BEGIN Reading passage
Contributory liability for copyright infringement requires two elements: (1) knowledge of the copyright infringing activity, and (2) substantial participation, i.e., inducement, cause, or material contribution, to the infringing conduct of another. Id. at 1162. For example, a sponsor who arranges audiences may be contributorily liable for an artist's illegal performance of copyrighted compositions. See Gershwin Publishing Corp., 443 F.2d at 1159. This liability arises, not from formal power, but from the sponsor's knowledge of the violations, direction of the programming, and position to police the infringing conduct.
END Reading passage
BEGIN Entries
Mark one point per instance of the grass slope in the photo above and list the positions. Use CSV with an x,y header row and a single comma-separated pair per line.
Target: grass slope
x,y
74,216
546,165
END Entries
Directions:
1) List every line of the entries that contains the string "slope".
2) Go on with the passage on contributory copyright liability from the point where it stops.
The passage on contributory copyright liability and the entries are unrelated to each other.

Task results:
1)
Mark one point per instance of the grass slope in the photo above and list the positions. Use CSV with an x,y header row and a single comma-separated pair per line.
Target: grass slope

2)
The complaint plainly alleges the first element, knowledge. However, unless the complaint also alleges that defendants exercised any control over the vendors, there can be no contributory infringement. Demetriades v. Kaufmann, 690 F. Supp. 289 (S.D.N.Y. 1988) (Something deriving from one's substantial involvement is needed) (citing Restatement (Second) of Torts § 876(b) (1977)). At most, one can infer from the complaint that defendants provided a safe haven and clientele seeking "bargain basement" prices. Contrary to plaintiff's argument, nothing in the complaint suggests that defendants promoted, advertised, and encouraged the sale of counterfeit products, or protected the identity of the infringers. Although they did not affirmatively cooperate with the police, defendants did not prevent enforcement actions from taking place, as plaintiff argues.

Merely renting booth space is not "substantial participation" in the vendors' infringement activities. Defendants were not in the business of directing vendors' actions by telling them, or even suggesting to them, what and when and how and to whom to sell. Cherry Auction's so-called "role" would have been the same if vendors rented the space to just sit on. There is no way to infer from the complaint that Cherry Auction acted in concert with the vendors to accomplish the common purpose or plan of selling counterfeits. Any "participation" was passive, at most, and not nearly "substantial" enough to warrant defendants the label of joint tortfeasors.

The second claim for contributory copyright infringement thus falls to the ground.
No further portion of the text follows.